Records for processing:
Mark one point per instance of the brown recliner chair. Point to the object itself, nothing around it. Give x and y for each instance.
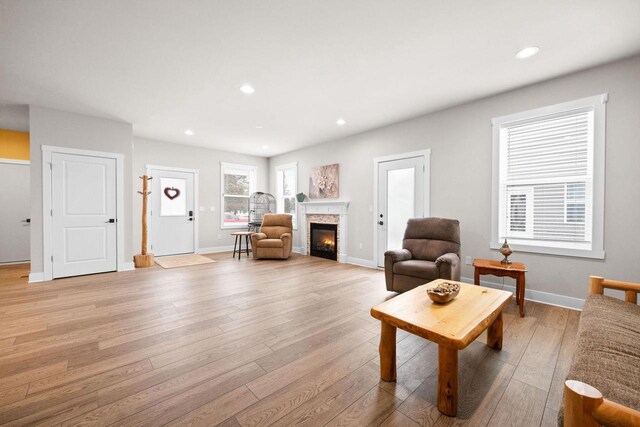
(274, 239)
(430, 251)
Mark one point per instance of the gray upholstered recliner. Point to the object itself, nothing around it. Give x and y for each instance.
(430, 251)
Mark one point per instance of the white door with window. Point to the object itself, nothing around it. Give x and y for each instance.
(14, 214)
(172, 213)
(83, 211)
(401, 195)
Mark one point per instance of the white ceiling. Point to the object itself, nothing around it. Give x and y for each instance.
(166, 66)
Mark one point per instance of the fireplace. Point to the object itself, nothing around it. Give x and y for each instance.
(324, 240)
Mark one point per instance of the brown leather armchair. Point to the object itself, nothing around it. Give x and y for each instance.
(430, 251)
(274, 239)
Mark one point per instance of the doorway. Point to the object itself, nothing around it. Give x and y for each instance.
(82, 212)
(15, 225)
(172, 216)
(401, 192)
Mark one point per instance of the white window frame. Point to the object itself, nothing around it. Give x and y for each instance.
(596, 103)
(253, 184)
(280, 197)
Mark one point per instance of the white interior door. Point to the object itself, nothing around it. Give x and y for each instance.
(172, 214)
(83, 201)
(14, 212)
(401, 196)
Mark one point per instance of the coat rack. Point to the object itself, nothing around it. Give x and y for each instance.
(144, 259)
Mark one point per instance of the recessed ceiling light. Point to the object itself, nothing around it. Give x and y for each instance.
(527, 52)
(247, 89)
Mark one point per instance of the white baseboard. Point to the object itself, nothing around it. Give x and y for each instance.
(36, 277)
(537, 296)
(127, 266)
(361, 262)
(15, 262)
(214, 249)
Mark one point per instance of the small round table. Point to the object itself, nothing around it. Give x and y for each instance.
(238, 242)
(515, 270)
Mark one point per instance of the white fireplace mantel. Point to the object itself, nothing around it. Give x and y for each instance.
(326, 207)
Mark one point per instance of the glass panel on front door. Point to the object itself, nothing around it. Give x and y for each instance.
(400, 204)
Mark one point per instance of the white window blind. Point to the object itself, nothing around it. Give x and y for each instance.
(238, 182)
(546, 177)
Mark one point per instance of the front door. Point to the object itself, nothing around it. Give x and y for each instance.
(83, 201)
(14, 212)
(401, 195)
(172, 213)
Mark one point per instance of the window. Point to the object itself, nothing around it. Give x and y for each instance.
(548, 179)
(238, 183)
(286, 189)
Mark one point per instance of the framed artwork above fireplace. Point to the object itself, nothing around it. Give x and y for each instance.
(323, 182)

Work to be completed: Copy the items word for word, starting at the line that contains "Mark one point per instance of the recessed" and ending with the last line of the items.

Written reply:
Mark one point per instance of the recessed ceiling light. Point to the object itself, nothing around it. Give x and y for each instance.
(527, 52)
(247, 89)
Mark one point per instance of the white baseboard. Point to the object itself, nothing around it. Give x and y for each instance.
(36, 277)
(537, 296)
(127, 266)
(361, 262)
(15, 262)
(214, 249)
Mark one point per instance of the small round table. Point to the object itself, nothing around it. Give x and y for each instance.
(238, 242)
(515, 270)
Mark one point per instance of the white fireplace mantel. Point to the object itself, nothing around it. Give x and y for each instance.
(326, 207)
Mark one point per instance of the glass panel on front door. Point to the object itself, nothing around it. Give x and y for each instance.
(400, 204)
Mark one point per instance of the white window blind. Point to the object itself, nothing around it. Give x and y for each instance.
(238, 182)
(546, 177)
Mark one point per instance of the front door. Point to the object itself, nothing around it. Give x and y for each instance.
(83, 201)
(14, 212)
(401, 195)
(172, 213)
Mark one point per instance of the window. Point to the object itself, nothing around it. Give x and y for each instance.
(548, 179)
(238, 183)
(286, 189)
Mark one point per instance of the framed artwork above fireplace. Point to the object itself, nothing around it. Give x and y for each instance.
(323, 182)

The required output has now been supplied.